*WHAT TO PRODUCE:* Repeat every record below exactly, omitting any pictures.

*DATA:*
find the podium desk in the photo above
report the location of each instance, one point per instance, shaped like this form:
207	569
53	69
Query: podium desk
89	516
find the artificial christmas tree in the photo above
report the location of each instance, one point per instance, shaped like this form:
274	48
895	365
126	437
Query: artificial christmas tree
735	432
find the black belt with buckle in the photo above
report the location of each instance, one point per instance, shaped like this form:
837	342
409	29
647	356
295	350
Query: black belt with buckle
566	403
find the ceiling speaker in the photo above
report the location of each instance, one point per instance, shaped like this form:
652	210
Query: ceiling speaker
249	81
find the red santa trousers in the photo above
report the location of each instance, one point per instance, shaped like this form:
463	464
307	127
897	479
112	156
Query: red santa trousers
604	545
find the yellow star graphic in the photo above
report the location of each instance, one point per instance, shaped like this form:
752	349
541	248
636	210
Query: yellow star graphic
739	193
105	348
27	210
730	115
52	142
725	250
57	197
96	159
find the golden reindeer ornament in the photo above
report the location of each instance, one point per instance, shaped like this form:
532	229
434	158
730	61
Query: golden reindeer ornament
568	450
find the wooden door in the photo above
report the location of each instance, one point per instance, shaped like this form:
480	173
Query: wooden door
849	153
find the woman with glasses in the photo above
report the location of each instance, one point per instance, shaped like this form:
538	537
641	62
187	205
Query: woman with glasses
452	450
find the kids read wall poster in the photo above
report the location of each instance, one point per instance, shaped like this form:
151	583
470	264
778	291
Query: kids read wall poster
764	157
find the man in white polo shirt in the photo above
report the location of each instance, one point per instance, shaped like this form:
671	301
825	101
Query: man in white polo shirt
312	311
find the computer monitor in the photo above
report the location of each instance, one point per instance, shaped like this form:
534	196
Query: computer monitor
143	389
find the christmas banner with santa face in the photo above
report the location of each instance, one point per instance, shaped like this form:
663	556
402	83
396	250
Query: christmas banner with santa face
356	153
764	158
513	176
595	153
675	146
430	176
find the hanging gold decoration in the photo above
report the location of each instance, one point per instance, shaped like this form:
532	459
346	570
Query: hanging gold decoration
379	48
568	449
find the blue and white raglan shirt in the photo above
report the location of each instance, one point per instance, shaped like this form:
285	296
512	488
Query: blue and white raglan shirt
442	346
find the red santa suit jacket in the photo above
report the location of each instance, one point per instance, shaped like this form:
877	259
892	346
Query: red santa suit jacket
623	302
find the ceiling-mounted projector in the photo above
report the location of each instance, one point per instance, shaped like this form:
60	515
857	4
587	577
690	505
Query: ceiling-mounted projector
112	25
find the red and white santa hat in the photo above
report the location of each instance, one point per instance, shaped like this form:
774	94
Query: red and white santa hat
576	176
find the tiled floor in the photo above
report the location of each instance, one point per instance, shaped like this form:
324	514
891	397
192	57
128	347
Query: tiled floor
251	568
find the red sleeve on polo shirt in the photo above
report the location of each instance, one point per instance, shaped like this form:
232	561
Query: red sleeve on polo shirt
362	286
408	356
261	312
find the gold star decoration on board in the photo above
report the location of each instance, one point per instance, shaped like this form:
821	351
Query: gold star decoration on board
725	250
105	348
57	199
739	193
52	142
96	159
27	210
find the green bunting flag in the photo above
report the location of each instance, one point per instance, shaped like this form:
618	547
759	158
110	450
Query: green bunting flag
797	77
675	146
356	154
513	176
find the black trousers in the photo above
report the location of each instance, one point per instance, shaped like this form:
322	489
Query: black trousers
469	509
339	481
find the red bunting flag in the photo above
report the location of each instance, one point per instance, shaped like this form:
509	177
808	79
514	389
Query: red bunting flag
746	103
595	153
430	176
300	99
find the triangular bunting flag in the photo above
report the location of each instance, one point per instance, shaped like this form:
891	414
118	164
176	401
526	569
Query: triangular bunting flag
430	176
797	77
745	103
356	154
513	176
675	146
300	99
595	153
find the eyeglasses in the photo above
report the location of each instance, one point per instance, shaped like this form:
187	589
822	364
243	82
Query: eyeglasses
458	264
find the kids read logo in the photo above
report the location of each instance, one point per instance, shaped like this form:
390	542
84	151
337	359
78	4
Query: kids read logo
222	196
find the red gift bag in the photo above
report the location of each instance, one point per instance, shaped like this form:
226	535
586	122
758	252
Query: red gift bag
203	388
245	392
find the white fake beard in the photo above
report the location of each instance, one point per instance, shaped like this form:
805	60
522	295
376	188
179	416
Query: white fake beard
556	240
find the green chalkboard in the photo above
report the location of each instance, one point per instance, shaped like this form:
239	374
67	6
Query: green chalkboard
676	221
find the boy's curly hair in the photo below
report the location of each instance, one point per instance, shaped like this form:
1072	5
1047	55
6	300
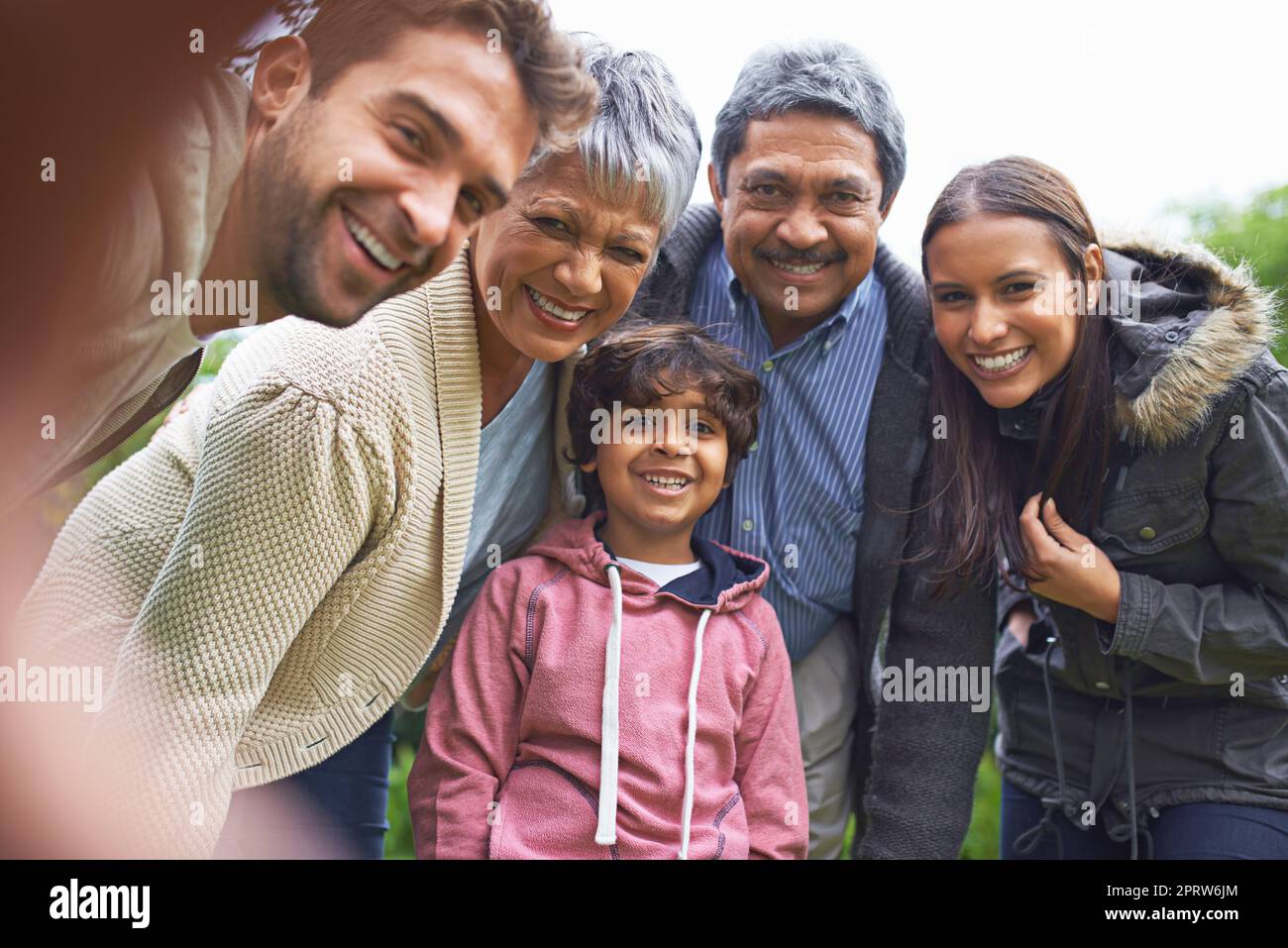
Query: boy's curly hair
640	363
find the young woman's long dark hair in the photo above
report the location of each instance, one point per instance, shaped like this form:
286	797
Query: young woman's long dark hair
978	479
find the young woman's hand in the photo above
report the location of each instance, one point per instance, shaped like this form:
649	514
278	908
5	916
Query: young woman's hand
1078	572
1019	620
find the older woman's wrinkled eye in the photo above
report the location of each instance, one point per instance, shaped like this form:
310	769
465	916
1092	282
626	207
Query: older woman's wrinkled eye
411	137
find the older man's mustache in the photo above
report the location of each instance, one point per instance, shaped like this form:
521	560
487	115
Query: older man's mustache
800	258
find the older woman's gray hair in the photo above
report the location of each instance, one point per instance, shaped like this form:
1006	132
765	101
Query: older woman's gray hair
643	132
820	76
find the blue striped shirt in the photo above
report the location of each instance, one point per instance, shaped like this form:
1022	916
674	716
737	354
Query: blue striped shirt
798	497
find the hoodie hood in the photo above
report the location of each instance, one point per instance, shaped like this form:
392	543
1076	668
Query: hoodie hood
726	579
1186	329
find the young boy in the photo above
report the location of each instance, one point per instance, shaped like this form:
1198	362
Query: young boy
622	690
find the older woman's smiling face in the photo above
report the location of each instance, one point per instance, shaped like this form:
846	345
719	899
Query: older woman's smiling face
558	264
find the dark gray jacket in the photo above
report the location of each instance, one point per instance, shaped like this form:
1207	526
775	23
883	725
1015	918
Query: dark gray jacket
1193	678
914	763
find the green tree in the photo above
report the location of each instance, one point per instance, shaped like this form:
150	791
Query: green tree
1256	233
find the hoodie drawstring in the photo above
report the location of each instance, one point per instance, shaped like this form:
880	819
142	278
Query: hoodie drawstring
1026	841
1131	830
605	831
694	730
1029	840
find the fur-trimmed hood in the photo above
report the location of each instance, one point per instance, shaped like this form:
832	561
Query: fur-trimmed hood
1186	327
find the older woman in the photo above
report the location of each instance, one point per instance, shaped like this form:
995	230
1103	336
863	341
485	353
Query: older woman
269	575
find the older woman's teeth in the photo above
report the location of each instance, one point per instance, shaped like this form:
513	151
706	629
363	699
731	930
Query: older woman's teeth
996	364
554	308
804	270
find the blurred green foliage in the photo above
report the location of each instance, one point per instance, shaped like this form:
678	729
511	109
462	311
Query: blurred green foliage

*SOLUTION:*
find the podium desk in the photo above
report the location of each instance, one point per instance, shaped like this form:
207	569
53	69
Query: podium desk
89	516
find the artificial christmas tree in the photo above
report the location of each instance, one point per instance, shaped like this form:
274	48
895	365
126	437
Query: artificial christmas tree
735	432
find the black belt with buckle in the photo above
report the location of each instance, one point per instance, shaped like this form:
837	342
409	29
647	356
295	350
Query: black belt with buckle
566	403
find the ceiling speaker in the photo above
report the location of each instance, one point per instance, shaped like this form:
652	210
Query: ceiling speaker
249	81
find the red santa trousers in the photo above
report the location of each instance, one point per instance, shaped like this form:
463	464
307	127
897	479
112	156
Query: red santa trousers
604	545
find the yellow star graphic in the photo above
report the location of each instance, one point per instance, shaped like this form:
752	349
541	248
636	210
Query: yellow star graphic
739	193
105	348
27	210
730	115
52	142
725	250
57	197
96	159
find the golden reindeer ornament in the photo above
report the location of each instance, one point per instance, shaped like this form:
532	229
434	158
730	61
Query: golden reindeer ornament
568	450
find the wooden door in the photo above
report the location of each instance, one point per instance, shaped like this form:
480	173
Query: wooden door
849	153
find the woman with glasses in the photo above
report the location of each instance, one point per instance, shaped like this form:
538	537
641	62
187	205
Query: woman with glasses
452	450
find the kids read wall poster in the photo above
report the location of each instance, one point per instance, shaped like this form:
151	583
470	264
778	291
Query: kids read wall poster
764	157
find the man in white polo shirt in the photo above
report the location of each instance, one point per instance, shaped like this form:
671	301
825	101
Query: man in white polo shirt
312	311
find the computer monitor in the photo above
report the location of each instance, one point per instance, shaped like this form:
534	196
Query: computer monitor
143	389
find the christmas banner with santa face in the photo above
report the location of each instance, one point per instance, shaped like this form:
663	556
402	83
396	250
Query: christmas banner with santa face
356	153
764	158
513	176
595	153
675	146
430	176
find the hanging gold decoration in the photo above
report the location of each instance, one point per instance, shaped like this form:
532	459
346	570
Query: hanging gold decoration
379	48
568	449
find the blue and white raglan shirt in the photo above
report the location of each instance, one point per instance, shaped like this form:
285	296
512	488
Query: blue and white raglan shirt
442	346
find the red santa suit jacket in the photo above
report the location of each instance, one point per instance, shaped like this form:
877	259
892	346
Query: red santa suit jacket
623	302
find the ceiling-mounted projector in the photo above
report the location of each instance, one point per instance, shaped like this form:
60	515
857	4
587	577
690	505
Query: ceiling-mounted projector
112	25
find the red and white santa hat in the photo above
report the location of each instance, one point per instance, shaped like this form:
774	94
Query: red and white santa hat
576	176
find the tiled floor in the photo above
report the location of each instance, one point per instance, shaped like this form:
324	514
891	397
192	57
128	347
Query: tiled floor
251	568
find the red sleeve on polo shirt in the photo above
report the location of each instance, one point per instance, shaped like this form:
232	561
Query: red sleeve on polo shirt
362	286
408	356
261	312
find the gold star decoration on board in the photo above
report the location of each instance, one point per instance, shaped like this form:
821	351
Query: gold star decoration on board
725	250
105	348
57	199
739	193
52	142
96	159
27	210
find the green bunting flag in the photo above
report the location of each instance, one point per instance, shaped like this form:
618	547
759	158
110	450
Query: green bunting flag
797	77
675	146
356	154
513	176
find the black trousers in the photo above
report the location of each instance, one point per instance, shaped like this form:
322	489
Query: black trousers
469	509
339	481
find the red bunting flag in the photo above
report the location of each instance, one point per instance, shaped like this form:
509	177
808	79
514	389
Query: red bunting flag
746	103
595	153
430	176
300	99
find the triangular bunting flag in the photo above
report the location of each instance, one point per instance, shaped like this form:
891	414
118	164
176	401
526	569
Query: triangular bunting flag
430	176
797	77
745	103
356	154
513	176
675	146
300	99
595	153
find the eyeglasses in the photo above
report the location of each instance, one point per instance, shaped like this form:
187	589
822	364
243	82
Query: eyeglasses
458	264
find the kids read logo in the photo above
report the location of each instance, one point per instance, shaped like this form:
390	542
84	151
337	359
78	4
Query: kids read logo
222	196
find the red gift bag in the photo above
report the location of each instance, one point per instance, shaped like this form:
226	535
586	122
758	252
Query: red gift bag
203	388
245	392
find the white fake beard in the photo above
report the location of each instance, one point per instance, shaped like this form:
805	60
522	295
376	188
179	416
Query: white fake beard
556	240
find the green chalkboard in the photo above
report the location of each instance, one point per instance, shaped like this form:
239	374
67	6
Query: green chalkboard
676	221
find the boy's curly hair in the photo below
report the location of each instance, one point per instance, shaped like this form:
1072	5
1047	55
6	300
Query: boy's curly hair
640	363
find the young woman's long dark hair in the photo above
report the location of each instance, one point per instance, shaped like this form:
286	797
Query: young woman's long dark hair
978	479
find the young woman's hand in the photo above
report the location of each instance, one point per instance, shaped like this form:
649	514
278	908
5	916
Query: young woman's hand
1078	572
1019	620
find the older woman's wrinkled eye in the photo above
report the location of each instance, one point per instance, shaped like this form:
310	769
465	916
1092	282
626	207
Query: older woman's wrinkled eye
411	137
find the older man's mustache in the photo above
report the location of each instance, one point per instance, shaped like this form:
521	560
487	115
Query: older man's mustache
800	258
find the older woman's gray hair in the photo above
report the location of each instance, one point per instance, shaped like this form:
1006	132
765	101
Query: older woman's gray hair
643	132
820	76
find the blue striped shirt in the photo above
report the location of each instance, one point per instance, shaped like this form:
1022	916
674	716
737	354
Query: blue striped shirt
798	497
find the hoodie hood in the photo above
report the location of each instance, one point per instance, shaped like this form:
392	543
1076	668
Query: hoodie hood
726	579
1186	329
find the young boy in the photo above
report the location of each instance, one point per instance, shaped like this form:
1198	362
Query: young boy
622	690
find the older woman's smiling face in the photo above
report the location of each instance, one point per instance, shaped like this form:
846	345
719	899
Query: older woman's smiling face
558	264
find the dark gray jacket in the photo above
report the location of each instance, one point per instance, shaped like this form:
1207	526
775	23
883	725
1015	918
Query: dark gray jacket
1193	678
914	763
find the green tree in the photo above
report the location of each instance, one point per instance, shaped like this form:
150	791
Query: green tree
1256	233
find the hoodie drawstring in the photo above
report the location of each instance, one point per instance, shaped like this form:
880	819
142	278
Query: hoodie drawstring
1026	841
1131	830
605	831
694	730
1029	840
find the fur-trimmed hood in the photo above
report the location of each instance, one point per instance, shaped like this form:
832	561
Query: fur-trimmed hood
1186	327
find the older woman in the photo above
report the location of each instance, one point per instance, shaped like this form:
995	230
1103	336
863	341
485	353
Query: older woman
269	575
find the older woman's teeth in the photo above
report the location of each instance, one point per instance, shaped like this form:
513	151
706	629
363	699
731	930
Query: older woman's teeth
996	364
554	308
804	270
find the blurred green foliage in the photo above
report the location of each instance, one point per instance, shaped like this form:
678	729
511	109
462	311
Query: blurred green foliage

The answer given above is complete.